Output, without alteration, the first line of the entries and each line after it, stopping with the line that contains "Subject: eyeglasses on face".

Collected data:
-----

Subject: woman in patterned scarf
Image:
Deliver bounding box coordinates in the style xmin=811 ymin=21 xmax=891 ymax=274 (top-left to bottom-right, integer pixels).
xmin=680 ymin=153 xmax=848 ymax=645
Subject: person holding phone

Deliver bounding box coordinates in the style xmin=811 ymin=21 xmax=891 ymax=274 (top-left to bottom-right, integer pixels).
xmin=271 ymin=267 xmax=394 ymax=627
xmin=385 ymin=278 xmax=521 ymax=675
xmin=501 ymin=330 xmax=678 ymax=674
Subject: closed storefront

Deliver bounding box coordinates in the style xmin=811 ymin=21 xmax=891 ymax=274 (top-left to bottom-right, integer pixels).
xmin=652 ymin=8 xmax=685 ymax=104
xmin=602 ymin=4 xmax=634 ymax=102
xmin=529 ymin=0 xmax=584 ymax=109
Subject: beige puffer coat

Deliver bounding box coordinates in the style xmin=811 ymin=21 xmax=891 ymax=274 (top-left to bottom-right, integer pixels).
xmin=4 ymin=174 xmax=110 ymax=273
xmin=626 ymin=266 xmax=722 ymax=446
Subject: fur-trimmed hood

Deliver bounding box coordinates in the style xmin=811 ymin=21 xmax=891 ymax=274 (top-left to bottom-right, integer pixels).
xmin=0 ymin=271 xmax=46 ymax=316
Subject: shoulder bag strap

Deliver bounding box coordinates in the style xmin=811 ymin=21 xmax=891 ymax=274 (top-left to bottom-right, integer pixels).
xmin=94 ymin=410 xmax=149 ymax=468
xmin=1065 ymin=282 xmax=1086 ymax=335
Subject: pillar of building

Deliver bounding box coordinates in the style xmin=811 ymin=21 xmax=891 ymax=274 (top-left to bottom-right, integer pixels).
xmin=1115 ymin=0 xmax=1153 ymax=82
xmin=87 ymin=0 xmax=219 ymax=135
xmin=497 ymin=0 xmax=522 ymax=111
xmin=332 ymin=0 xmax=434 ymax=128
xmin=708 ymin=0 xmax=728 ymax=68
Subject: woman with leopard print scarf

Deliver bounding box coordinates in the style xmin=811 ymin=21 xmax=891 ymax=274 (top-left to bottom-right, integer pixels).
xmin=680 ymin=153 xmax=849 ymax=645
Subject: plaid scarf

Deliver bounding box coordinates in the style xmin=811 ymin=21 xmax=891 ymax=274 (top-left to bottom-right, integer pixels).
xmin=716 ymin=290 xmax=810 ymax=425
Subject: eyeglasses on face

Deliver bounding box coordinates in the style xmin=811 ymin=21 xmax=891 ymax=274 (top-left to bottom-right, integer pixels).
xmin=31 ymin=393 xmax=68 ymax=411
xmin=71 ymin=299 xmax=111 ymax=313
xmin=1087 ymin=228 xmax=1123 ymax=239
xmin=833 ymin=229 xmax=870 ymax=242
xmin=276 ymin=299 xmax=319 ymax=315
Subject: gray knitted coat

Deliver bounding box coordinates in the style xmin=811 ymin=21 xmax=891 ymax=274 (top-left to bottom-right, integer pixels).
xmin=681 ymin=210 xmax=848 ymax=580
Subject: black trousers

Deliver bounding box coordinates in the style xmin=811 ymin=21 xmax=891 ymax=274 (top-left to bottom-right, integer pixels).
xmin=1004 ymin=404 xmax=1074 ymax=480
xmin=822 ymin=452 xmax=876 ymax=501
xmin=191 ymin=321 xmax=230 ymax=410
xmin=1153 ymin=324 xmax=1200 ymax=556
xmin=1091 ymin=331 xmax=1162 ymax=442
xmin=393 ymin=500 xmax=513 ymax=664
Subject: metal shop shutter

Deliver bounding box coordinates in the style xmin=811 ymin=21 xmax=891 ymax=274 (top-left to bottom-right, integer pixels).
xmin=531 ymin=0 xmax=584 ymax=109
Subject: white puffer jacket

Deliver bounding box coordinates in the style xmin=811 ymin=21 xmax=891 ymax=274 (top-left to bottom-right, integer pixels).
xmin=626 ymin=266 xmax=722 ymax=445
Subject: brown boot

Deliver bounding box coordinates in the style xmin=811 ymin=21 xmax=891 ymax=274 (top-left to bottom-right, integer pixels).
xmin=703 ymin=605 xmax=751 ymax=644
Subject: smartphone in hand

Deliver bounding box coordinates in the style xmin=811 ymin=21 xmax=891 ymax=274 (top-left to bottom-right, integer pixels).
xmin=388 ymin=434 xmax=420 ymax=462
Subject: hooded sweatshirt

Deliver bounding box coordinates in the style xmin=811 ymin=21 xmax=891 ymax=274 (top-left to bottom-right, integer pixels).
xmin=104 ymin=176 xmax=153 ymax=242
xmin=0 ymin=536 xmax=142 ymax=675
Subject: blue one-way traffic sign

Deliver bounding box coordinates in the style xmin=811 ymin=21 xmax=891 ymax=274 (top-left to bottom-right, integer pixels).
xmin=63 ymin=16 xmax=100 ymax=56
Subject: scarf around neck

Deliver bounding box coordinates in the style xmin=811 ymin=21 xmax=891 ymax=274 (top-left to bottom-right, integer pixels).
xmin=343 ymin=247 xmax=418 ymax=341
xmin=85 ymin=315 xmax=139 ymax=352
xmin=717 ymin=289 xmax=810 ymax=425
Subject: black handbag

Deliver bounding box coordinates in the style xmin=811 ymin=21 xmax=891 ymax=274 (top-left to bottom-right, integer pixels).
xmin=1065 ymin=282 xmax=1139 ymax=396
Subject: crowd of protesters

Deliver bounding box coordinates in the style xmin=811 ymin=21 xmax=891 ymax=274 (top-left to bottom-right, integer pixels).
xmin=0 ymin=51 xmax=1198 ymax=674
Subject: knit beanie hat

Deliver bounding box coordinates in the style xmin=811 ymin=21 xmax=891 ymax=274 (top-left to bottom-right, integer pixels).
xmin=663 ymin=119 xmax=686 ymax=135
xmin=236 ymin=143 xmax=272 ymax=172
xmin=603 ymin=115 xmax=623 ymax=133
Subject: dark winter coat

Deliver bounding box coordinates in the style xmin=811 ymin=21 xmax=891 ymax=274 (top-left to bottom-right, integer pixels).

-----

Written reply:
Subject: woman in patterned scarf
Image:
Deliver bounding box coordinates in the style xmin=811 ymin=21 xmax=891 ymax=274 (top-left to bottom-right, integer pixels).
xmin=680 ymin=153 xmax=848 ymax=645
Subject: person holding phone

Deliver bounding box coordinates in the style xmin=811 ymin=21 xmax=891 ymax=274 (top-left to bottom-right, integer pixels).
xmin=271 ymin=267 xmax=394 ymax=627
xmin=385 ymin=278 xmax=521 ymax=675
xmin=501 ymin=330 xmax=678 ymax=674
Subject: closed storefront

Deliver bounding box coordinates in the style xmin=811 ymin=21 xmax=891 ymax=274 (top-left to bottom-right, integer pixels).
xmin=652 ymin=8 xmax=685 ymax=104
xmin=602 ymin=4 xmax=634 ymax=102
xmin=529 ymin=0 xmax=584 ymax=109
Subject: beige puffer coat

Deliver bounding box coordinates in the style xmin=811 ymin=21 xmax=891 ymax=274 (top-left to bottom-right, integer pixels).
xmin=4 ymin=174 xmax=110 ymax=273
xmin=626 ymin=266 xmax=722 ymax=446
Subject: fur-trimmed hood

Deliver bounding box coordinates in the style xmin=811 ymin=21 xmax=891 ymax=274 (top-left to bottom-right, integer pixels).
xmin=0 ymin=271 xmax=46 ymax=316
Subject: shoulder bag strap

Deliver bounding box coordinates in the style xmin=811 ymin=21 xmax=891 ymax=274 (top-left to bottom-right, integer pixels).
xmin=94 ymin=410 xmax=149 ymax=468
xmin=1065 ymin=282 xmax=1086 ymax=335
Subject: pillar of building

Deliver bounding box coordinates in the style xmin=811 ymin=21 xmax=891 ymax=274 (top-left to bottom-right, integer pixels).
xmin=1115 ymin=0 xmax=1153 ymax=82
xmin=87 ymin=0 xmax=219 ymax=135
xmin=497 ymin=0 xmax=522 ymax=111
xmin=332 ymin=0 xmax=434 ymax=128
xmin=708 ymin=0 xmax=728 ymax=68
Subject: woman with leopard print scarf

Deliver bounding box coordinates in the style xmin=811 ymin=21 xmax=891 ymax=274 (top-left to bottom-right, integer pixels).
xmin=680 ymin=153 xmax=849 ymax=645
Subject: plaid scarf

Deliver bounding box coordinates in the style xmin=811 ymin=21 xmax=891 ymax=274 (top-left to bottom-right, integer pixels).
xmin=716 ymin=290 xmax=810 ymax=425
Subject: eyeglasses on face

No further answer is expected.